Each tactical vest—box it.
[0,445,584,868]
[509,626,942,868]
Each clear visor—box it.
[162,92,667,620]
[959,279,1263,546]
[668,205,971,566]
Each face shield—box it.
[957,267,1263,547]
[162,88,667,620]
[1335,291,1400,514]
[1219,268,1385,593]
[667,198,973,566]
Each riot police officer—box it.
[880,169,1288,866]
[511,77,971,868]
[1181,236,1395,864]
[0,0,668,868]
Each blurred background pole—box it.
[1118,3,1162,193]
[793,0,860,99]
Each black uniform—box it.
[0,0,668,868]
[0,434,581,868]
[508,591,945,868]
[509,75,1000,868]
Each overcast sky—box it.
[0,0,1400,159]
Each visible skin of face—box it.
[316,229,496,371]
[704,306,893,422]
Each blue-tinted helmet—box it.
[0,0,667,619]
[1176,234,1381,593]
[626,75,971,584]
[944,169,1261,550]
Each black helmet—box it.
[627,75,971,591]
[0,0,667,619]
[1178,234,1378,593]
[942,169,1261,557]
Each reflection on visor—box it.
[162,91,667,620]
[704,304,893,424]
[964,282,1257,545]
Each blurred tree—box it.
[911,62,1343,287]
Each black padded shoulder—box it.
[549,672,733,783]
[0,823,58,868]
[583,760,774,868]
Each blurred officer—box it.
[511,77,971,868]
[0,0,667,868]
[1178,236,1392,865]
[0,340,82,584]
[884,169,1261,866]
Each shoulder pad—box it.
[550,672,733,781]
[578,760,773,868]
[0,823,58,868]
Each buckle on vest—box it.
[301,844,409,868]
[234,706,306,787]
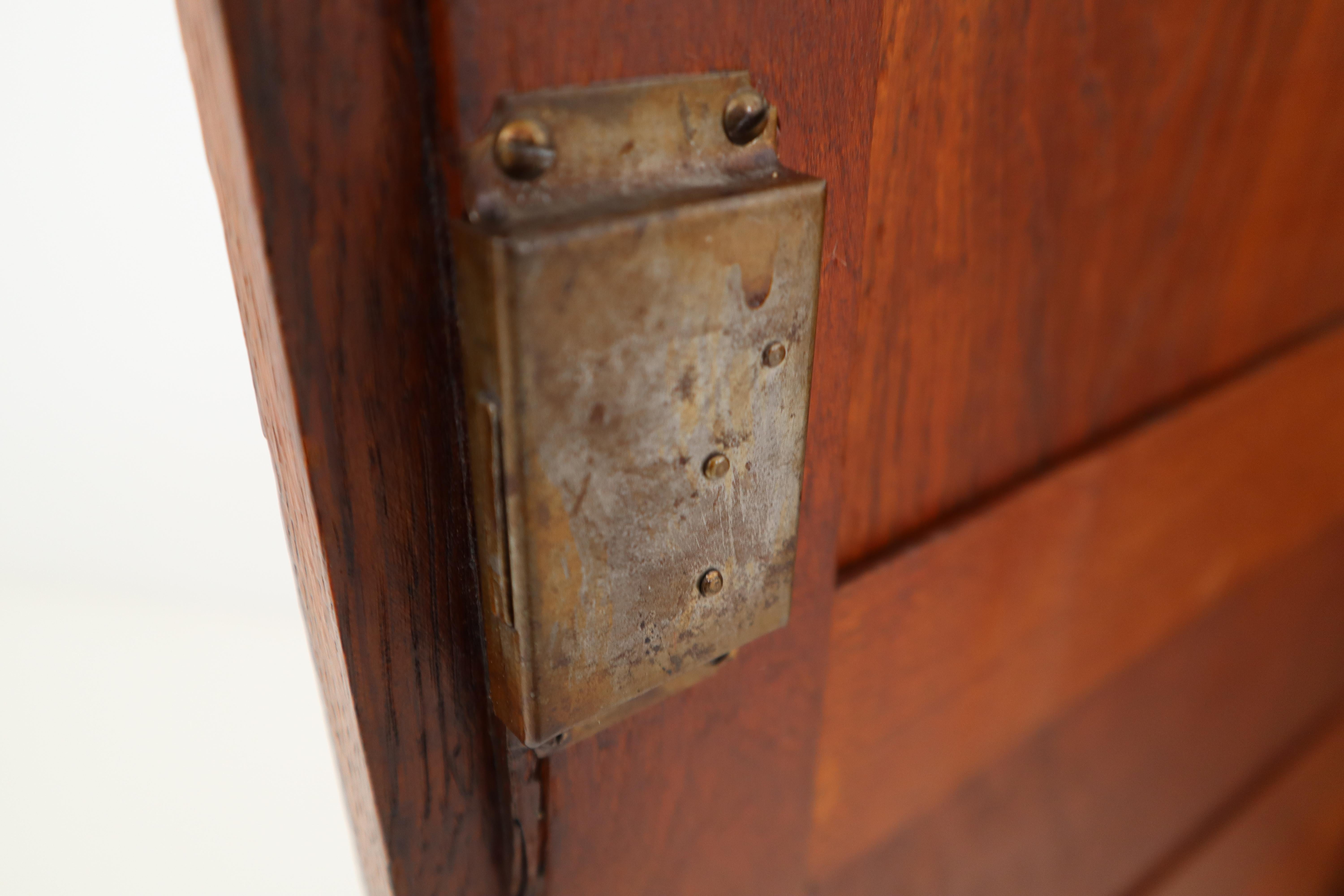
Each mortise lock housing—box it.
[453,73,825,751]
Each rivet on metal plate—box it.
[453,73,825,752]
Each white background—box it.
[0,0,362,896]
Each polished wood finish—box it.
[810,332,1344,876]
[179,0,1344,896]
[1136,716,1344,896]
[840,0,1344,564]
[820,521,1344,896]
[179,0,511,896]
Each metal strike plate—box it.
[453,73,825,751]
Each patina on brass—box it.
[453,73,825,751]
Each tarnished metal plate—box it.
[454,75,824,748]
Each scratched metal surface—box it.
[457,75,824,747]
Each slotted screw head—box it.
[704,453,730,480]
[723,87,770,146]
[495,118,555,180]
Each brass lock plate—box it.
[453,73,825,751]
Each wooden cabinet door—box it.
[179,0,1344,896]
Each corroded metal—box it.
[453,73,825,751]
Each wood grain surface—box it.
[1137,715,1344,896]
[840,0,1344,564]
[820,523,1344,896]
[434,0,880,896]
[179,0,509,896]
[810,321,1344,876]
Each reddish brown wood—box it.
[820,524,1344,896]
[179,0,509,896]
[437,0,879,896]
[179,0,1344,896]
[840,0,1344,563]
[810,332,1344,892]
[1142,717,1344,896]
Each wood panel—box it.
[1141,717,1344,896]
[179,0,509,896]
[840,0,1344,564]
[810,330,1344,892]
[820,521,1344,896]
[434,0,880,896]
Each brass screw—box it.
[495,118,555,180]
[703,451,728,480]
[723,87,770,146]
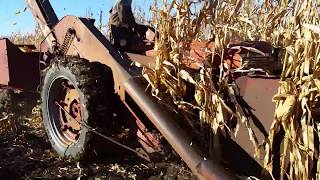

+ + +

Requirement —
List each line of the data above that contains the word "screw", treating uppercase and lowercase as different.

Solution to this task —
Each slotted screw head—box it.
Each brass screw—box it.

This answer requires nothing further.